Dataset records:

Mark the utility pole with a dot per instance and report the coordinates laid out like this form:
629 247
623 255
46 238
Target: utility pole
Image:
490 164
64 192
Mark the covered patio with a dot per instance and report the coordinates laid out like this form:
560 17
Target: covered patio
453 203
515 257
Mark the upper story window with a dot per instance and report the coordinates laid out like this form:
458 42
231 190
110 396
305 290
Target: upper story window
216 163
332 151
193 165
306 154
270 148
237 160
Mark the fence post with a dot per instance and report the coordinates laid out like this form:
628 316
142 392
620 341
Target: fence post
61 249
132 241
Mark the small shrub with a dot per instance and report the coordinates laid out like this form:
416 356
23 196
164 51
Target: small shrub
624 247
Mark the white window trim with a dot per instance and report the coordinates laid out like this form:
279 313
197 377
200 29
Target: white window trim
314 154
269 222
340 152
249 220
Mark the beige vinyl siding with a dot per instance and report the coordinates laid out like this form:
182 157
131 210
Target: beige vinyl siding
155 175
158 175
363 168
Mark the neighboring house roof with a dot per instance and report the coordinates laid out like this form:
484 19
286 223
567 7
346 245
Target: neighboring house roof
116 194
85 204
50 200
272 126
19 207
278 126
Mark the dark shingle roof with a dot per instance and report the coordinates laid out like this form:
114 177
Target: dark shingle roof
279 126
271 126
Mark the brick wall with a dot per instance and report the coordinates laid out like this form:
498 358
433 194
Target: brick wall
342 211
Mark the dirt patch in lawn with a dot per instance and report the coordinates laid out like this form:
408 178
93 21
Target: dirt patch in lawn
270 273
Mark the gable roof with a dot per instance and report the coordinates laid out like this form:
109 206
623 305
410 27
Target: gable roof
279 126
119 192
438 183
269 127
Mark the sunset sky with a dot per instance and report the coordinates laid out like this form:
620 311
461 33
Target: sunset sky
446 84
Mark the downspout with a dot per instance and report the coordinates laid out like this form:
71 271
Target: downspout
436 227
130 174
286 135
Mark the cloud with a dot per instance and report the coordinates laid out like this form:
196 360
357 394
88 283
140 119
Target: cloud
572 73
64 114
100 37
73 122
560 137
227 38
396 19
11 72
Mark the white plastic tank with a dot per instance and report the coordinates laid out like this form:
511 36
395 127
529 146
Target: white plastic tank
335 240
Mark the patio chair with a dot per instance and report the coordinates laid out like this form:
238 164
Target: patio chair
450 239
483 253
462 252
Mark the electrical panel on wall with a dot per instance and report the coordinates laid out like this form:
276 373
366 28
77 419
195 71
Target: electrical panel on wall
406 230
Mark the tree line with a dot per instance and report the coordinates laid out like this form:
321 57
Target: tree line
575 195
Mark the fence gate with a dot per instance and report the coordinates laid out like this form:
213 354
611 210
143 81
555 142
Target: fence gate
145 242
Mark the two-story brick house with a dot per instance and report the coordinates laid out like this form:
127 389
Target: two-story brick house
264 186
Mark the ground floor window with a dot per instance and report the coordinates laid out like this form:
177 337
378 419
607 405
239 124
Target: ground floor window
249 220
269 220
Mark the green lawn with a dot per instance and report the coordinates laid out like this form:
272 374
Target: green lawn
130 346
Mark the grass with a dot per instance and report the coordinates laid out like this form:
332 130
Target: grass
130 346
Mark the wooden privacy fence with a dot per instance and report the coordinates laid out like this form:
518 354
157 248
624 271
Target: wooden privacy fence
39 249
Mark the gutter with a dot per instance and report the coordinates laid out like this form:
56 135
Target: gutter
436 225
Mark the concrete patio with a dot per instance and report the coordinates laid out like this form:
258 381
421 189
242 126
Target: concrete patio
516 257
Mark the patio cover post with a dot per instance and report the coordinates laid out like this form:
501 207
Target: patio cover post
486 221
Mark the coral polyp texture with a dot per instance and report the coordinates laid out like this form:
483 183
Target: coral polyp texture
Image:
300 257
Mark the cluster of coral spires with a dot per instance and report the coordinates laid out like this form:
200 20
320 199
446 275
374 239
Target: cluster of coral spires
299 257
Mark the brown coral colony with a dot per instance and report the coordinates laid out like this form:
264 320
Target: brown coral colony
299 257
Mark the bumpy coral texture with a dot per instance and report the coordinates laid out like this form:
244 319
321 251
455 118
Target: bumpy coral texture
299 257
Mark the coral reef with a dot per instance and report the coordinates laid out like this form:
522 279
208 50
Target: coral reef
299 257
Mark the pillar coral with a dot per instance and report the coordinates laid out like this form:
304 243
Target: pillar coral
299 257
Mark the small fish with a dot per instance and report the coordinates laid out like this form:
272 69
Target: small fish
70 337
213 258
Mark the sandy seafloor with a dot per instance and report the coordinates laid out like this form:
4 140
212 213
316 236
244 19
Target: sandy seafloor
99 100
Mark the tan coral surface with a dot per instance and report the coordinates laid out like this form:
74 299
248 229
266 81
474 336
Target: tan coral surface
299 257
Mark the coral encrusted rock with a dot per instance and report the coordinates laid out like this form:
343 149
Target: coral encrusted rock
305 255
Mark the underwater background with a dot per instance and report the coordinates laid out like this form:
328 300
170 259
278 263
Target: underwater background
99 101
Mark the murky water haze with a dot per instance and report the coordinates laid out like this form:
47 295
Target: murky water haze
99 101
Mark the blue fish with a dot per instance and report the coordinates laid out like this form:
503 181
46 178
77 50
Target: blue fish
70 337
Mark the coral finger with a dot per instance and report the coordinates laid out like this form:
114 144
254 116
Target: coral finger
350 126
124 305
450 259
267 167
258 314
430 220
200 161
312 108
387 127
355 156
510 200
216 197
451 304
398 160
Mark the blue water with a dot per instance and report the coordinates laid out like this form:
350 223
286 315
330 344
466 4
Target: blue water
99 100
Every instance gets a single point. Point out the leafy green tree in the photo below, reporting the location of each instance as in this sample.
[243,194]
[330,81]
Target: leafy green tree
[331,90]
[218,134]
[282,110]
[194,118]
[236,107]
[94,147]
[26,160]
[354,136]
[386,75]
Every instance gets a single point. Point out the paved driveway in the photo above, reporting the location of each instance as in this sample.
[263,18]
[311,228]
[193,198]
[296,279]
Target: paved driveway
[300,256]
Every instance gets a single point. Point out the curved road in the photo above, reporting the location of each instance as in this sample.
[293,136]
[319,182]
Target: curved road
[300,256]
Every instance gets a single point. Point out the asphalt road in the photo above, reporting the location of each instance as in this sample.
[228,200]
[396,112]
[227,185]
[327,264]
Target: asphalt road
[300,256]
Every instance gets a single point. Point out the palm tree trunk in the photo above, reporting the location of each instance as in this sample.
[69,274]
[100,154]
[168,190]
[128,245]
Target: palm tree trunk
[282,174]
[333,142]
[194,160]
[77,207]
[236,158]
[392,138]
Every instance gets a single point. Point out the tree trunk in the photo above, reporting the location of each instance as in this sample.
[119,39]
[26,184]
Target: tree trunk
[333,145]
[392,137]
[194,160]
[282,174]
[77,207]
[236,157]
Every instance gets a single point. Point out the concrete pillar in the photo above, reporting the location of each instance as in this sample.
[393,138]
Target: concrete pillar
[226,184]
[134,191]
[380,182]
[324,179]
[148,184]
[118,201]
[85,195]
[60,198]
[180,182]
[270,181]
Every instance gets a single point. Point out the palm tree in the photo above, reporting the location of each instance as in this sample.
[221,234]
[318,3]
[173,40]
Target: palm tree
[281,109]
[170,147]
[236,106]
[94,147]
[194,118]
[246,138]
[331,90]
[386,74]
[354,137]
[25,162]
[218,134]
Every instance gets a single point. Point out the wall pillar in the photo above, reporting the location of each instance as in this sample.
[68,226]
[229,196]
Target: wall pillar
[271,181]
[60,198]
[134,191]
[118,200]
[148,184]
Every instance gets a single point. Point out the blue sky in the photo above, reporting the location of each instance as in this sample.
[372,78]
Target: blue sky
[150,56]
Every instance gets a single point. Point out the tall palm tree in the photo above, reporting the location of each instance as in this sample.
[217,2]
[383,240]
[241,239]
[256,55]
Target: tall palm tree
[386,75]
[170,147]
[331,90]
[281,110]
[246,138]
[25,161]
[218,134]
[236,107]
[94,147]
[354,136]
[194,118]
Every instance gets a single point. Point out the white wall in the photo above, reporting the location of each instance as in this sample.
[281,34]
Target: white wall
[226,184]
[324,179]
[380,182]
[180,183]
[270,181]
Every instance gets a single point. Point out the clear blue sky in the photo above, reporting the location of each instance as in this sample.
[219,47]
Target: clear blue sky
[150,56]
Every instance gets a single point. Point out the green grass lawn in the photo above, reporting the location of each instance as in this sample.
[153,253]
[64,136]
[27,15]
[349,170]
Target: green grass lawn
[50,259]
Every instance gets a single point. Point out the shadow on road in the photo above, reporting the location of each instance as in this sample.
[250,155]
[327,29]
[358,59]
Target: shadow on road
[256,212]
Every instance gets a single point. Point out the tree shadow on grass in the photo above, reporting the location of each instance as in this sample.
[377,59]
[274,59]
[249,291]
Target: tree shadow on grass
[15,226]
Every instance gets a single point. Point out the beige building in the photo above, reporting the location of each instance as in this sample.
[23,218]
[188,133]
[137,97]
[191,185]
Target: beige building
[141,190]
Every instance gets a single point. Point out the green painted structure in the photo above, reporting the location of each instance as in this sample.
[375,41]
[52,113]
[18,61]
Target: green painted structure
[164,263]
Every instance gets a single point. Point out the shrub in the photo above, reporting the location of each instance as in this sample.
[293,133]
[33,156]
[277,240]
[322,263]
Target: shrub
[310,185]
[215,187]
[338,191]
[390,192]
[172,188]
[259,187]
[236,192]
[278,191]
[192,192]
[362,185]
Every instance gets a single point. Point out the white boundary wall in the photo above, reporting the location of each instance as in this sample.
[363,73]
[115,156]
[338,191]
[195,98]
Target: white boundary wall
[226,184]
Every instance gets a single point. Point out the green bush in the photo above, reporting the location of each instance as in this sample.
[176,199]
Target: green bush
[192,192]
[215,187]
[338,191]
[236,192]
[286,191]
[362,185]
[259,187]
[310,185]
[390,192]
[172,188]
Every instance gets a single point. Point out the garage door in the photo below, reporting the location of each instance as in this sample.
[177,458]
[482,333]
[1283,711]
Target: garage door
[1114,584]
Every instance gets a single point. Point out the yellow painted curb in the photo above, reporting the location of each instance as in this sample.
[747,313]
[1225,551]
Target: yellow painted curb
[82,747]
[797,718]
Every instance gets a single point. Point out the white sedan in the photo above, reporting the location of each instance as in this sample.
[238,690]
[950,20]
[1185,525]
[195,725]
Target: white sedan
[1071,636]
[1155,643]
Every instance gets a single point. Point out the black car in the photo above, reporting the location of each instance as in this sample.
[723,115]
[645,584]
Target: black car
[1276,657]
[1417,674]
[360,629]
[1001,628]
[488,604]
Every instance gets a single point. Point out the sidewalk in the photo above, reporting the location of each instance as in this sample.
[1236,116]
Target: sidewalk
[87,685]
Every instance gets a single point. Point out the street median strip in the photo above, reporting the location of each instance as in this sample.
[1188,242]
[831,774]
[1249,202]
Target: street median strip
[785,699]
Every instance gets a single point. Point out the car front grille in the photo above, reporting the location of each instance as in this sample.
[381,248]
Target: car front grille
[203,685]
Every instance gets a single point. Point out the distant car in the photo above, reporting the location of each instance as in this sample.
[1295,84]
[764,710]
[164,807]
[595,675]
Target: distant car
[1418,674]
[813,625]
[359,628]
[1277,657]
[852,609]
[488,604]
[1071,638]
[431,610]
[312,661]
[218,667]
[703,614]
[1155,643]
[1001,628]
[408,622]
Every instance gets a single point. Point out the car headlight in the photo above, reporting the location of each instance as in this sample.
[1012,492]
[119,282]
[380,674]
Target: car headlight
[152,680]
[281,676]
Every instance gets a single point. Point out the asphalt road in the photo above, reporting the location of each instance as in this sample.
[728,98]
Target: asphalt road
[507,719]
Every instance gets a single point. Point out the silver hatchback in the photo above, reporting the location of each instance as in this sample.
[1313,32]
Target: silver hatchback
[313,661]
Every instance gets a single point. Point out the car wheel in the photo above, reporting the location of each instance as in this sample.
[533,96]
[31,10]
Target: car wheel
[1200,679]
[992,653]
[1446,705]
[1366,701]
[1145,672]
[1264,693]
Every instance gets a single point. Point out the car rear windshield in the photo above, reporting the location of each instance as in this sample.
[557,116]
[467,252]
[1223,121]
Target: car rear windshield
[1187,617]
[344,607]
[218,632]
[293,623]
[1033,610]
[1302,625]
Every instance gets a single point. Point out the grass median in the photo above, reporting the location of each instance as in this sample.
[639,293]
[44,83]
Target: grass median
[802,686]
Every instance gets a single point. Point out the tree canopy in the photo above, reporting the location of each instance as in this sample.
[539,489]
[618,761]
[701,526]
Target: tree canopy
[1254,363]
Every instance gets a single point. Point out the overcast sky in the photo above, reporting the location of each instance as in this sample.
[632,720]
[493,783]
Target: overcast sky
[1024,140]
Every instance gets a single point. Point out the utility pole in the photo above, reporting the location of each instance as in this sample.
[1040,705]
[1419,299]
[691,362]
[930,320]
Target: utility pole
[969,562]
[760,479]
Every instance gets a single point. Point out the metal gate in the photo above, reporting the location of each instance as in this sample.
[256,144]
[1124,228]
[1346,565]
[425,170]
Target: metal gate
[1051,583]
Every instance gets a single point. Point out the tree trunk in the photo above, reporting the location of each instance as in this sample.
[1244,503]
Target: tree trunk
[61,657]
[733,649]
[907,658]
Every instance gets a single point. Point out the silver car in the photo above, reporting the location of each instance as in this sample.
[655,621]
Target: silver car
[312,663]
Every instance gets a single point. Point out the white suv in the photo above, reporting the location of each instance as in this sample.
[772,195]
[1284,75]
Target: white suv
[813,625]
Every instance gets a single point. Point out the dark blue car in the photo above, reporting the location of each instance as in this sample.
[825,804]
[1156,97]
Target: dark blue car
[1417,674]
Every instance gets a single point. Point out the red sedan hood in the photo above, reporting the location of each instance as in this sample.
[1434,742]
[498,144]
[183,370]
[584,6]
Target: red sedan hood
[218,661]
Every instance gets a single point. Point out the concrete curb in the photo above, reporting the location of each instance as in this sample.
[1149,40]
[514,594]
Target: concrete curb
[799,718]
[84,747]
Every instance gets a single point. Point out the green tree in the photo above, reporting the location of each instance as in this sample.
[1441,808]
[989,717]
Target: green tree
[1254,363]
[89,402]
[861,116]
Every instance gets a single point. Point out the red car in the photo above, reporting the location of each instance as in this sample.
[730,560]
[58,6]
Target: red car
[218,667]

Set task:
Repeat exactly, and only, the lines of the records above, starting with the line that contains "Every instance gets a single point. Point out the silver car" and ending with the final line, both included.

Correct output:
Every instance gets a single point. Point out the silver car in the photo above, reporting the location of each instance as in this sample.
[655,621]
Target: silver car
[312,663]
Every instance gets a single point. Point out the white suv in the photo above, reporting the location of each instance as in this sample.
[772,195]
[1284,75]
Target: white suv
[813,625]
Every instance gets a single point. Point out the dark blue car in the photo above, reporting the location of each instance as in this sample.
[825,804]
[1156,97]
Target: dark blue car
[1417,674]
Every instance gets a single point. Point out the red sedan hood in the photo above, reporting the location of each instance as in this sample.
[1434,742]
[498,144]
[183,370]
[584,6]
Target: red sedan hood
[218,661]
Every instance gets a single point. Point out the concrete curb in the photo above, reporting the location of each instance as in this sample.
[1149,40]
[514,594]
Target: concrete curb
[799,718]
[84,747]
Every instance gets a single point. Point out the green tree in the photo above, reporting the location of each instance as in this sample.
[1441,808]
[989,717]
Target: green tree
[1254,363]
[89,402]
[861,116]
Every instance gets a single point. Point out the red car in the photo above, reporting the location of each instance as in this sample.
[730,560]
[58,6]
Target: red car
[218,667]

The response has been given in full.